• [ARTIKEL]

Seorang pedagang bercerita kepada saya tentang salah satu pelanggannya. Wajahnya menyiratkan keresahan. Sudah 2 bulan berlalu sejak pelanggannya mengadakan walimah yang terbilang cukup mewah. Sebenarnya ia turut merasa bahagia. Hal ini ditunjukkan dengan ketersediaannya membantu persiapan pernikahan dan memberikan pinjaman uang. Ia juga hadir di acara walimah itu. Ironisnya, hingga kisah ini ditulis, sang pelanggan belum menunjukkan tanda-tanda akan melunasi hutangnya yang tidak bisa dibilang sedikit.
***
Problem pembiayaan walimah serupa barangkali tidak hanya terjadi sekali atau dua kali. Hal ini dilatarbelakangi oleh beberapa alasan. Mulai dari tuntutan melestarikan adat/ tradisi, menuruti tren dan gengsi, menaikkan status sosial, hingga memaksakan untuk mencapai standar walimah masyarakat. Anggapan bahwa walimah adalah momen sekali seumur hidup yang harus dibuat semeriah mungkin juga turut menjadi alasan klise yang terkadang dijadikan pembenaran.

• [MATERI YANG DISEDIAKAN]

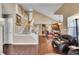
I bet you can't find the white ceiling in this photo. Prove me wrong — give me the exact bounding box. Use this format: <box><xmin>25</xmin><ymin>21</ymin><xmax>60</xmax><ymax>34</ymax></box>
<box><xmin>20</xmin><ymin>3</ymin><xmax>62</xmax><ymax>18</ymax></box>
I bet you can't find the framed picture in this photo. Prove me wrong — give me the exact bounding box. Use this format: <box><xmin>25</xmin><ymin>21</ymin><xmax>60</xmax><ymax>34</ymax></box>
<box><xmin>16</xmin><ymin>14</ymin><xmax>21</xmax><ymax>26</ymax></box>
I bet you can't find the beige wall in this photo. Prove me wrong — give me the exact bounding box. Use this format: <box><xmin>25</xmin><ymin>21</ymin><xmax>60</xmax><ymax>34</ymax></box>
<box><xmin>33</xmin><ymin>11</ymin><xmax>52</xmax><ymax>24</ymax></box>
<box><xmin>55</xmin><ymin>3</ymin><xmax>79</xmax><ymax>32</ymax></box>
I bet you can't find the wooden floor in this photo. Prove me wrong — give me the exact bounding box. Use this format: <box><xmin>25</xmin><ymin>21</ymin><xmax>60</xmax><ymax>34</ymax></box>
<box><xmin>38</xmin><ymin>36</ymin><xmax>57</xmax><ymax>55</ymax></box>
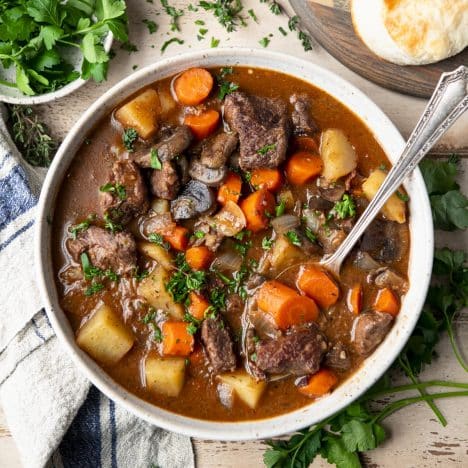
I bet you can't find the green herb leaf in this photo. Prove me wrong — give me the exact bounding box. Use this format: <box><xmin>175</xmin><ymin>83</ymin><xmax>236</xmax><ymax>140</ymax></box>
<box><xmin>284</xmin><ymin>231</ymin><xmax>302</xmax><ymax>247</ymax></box>
<box><xmin>150</xmin><ymin>148</ymin><xmax>162</xmax><ymax>171</ymax></box>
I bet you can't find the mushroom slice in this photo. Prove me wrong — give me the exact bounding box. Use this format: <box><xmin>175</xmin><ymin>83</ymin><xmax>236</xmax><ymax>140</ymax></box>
<box><xmin>213</xmin><ymin>201</ymin><xmax>247</xmax><ymax>237</ymax></box>
<box><xmin>171</xmin><ymin>180</ymin><xmax>215</xmax><ymax>221</ymax></box>
<box><xmin>189</xmin><ymin>159</ymin><xmax>227</xmax><ymax>187</ymax></box>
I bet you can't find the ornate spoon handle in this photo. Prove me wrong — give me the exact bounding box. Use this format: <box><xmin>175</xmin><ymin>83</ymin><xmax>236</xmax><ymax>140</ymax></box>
<box><xmin>321</xmin><ymin>66</ymin><xmax>468</xmax><ymax>275</ymax></box>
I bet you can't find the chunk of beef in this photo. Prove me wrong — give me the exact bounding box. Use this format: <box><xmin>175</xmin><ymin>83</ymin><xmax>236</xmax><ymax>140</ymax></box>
<box><xmin>189</xmin><ymin>159</ymin><xmax>227</xmax><ymax>187</ymax></box>
<box><xmin>351</xmin><ymin>312</ymin><xmax>393</xmax><ymax>356</ymax></box>
<box><xmin>359</xmin><ymin>219</ymin><xmax>401</xmax><ymax>262</ymax></box>
<box><xmin>100</xmin><ymin>160</ymin><xmax>149</xmax><ymax>224</ymax></box>
<box><xmin>256</xmin><ymin>324</ymin><xmax>327</xmax><ymax>375</ymax></box>
<box><xmin>201</xmin><ymin>317</ymin><xmax>236</xmax><ymax>374</ymax></box>
<box><xmin>200</xmin><ymin>133</ymin><xmax>239</xmax><ymax>169</ymax></box>
<box><xmin>193</xmin><ymin>216</ymin><xmax>225</xmax><ymax>252</ymax></box>
<box><xmin>369</xmin><ymin>267</ymin><xmax>408</xmax><ymax>294</ymax></box>
<box><xmin>324</xmin><ymin>341</ymin><xmax>351</xmax><ymax>372</ymax></box>
<box><xmin>150</xmin><ymin>161</ymin><xmax>180</xmax><ymax>200</ymax></box>
<box><xmin>289</xmin><ymin>94</ymin><xmax>318</xmax><ymax>135</ymax></box>
<box><xmin>224</xmin><ymin>91</ymin><xmax>289</xmax><ymax>171</ymax></box>
<box><xmin>171</xmin><ymin>180</ymin><xmax>216</xmax><ymax>221</ymax></box>
<box><xmin>132</xmin><ymin>125</ymin><xmax>193</xmax><ymax>168</ymax></box>
<box><xmin>67</xmin><ymin>226</ymin><xmax>136</xmax><ymax>275</ymax></box>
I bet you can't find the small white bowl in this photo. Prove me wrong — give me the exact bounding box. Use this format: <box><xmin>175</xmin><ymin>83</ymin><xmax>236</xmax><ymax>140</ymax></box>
<box><xmin>35</xmin><ymin>48</ymin><xmax>433</xmax><ymax>440</ymax></box>
<box><xmin>0</xmin><ymin>32</ymin><xmax>114</xmax><ymax>106</ymax></box>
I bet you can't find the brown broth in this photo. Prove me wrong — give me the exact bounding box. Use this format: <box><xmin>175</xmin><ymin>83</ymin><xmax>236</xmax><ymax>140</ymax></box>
<box><xmin>52</xmin><ymin>67</ymin><xmax>409</xmax><ymax>421</ymax></box>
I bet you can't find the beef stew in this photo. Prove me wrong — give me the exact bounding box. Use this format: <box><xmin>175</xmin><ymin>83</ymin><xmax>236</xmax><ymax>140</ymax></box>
<box><xmin>53</xmin><ymin>67</ymin><xmax>409</xmax><ymax>421</ymax></box>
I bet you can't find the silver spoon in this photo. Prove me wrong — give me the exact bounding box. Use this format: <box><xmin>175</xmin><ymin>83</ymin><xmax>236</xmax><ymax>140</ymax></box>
<box><xmin>320</xmin><ymin>66</ymin><xmax>468</xmax><ymax>277</ymax></box>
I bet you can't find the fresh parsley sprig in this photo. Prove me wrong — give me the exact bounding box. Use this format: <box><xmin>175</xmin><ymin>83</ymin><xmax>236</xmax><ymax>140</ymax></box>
<box><xmin>0</xmin><ymin>0</ymin><xmax>128</xmax><ymax>96</ymax></box>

• [PERNYATAAN MASALAH]
Salin ulang bagian artikel tentang pembiayaan walimah, mulai dari "Seorang pedagang bercerita" terus ke bawah hingga "bisa dibilang sedikit.", tanpa mengubah satu kata pun.

• [JAWABAN]
Seorang pedagang bercerita kepada saya tentang salah satu pelanggannya. Wajahnya menyiratkan keresahan. Sudah 2 bulan berlalu sejak pelanggannya mengadakan walimah yang terbilang cukup mewah. Sebenarnya ia turut merasa bahagia. Hal ini ditunjukkan dengan ketersediaannya membantu persiapan pernikahan dan memberikan pinjaman uang. Ia juga hadir di acara walimah itu. Ironisnya, hingga kisah ini ditulis, sang pelanggan belum menunjukkan tanda-tanda akan melunasi hutangnya yang tidak bisa dibilang sedikit.